## Exercise aim
Take every line from the listing below that contains "Category".
====
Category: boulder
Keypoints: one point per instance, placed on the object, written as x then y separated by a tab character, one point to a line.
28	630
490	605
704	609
====
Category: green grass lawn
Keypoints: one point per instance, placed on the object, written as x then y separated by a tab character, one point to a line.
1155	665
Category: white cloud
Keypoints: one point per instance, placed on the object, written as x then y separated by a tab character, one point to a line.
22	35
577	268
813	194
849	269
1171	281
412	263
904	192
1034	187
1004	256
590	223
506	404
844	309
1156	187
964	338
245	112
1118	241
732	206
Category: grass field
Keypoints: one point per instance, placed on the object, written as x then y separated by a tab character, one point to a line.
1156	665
====
## Result for this exercise
Category: boulder
Category: green grass lawn
Category: white cloud
Category: grass field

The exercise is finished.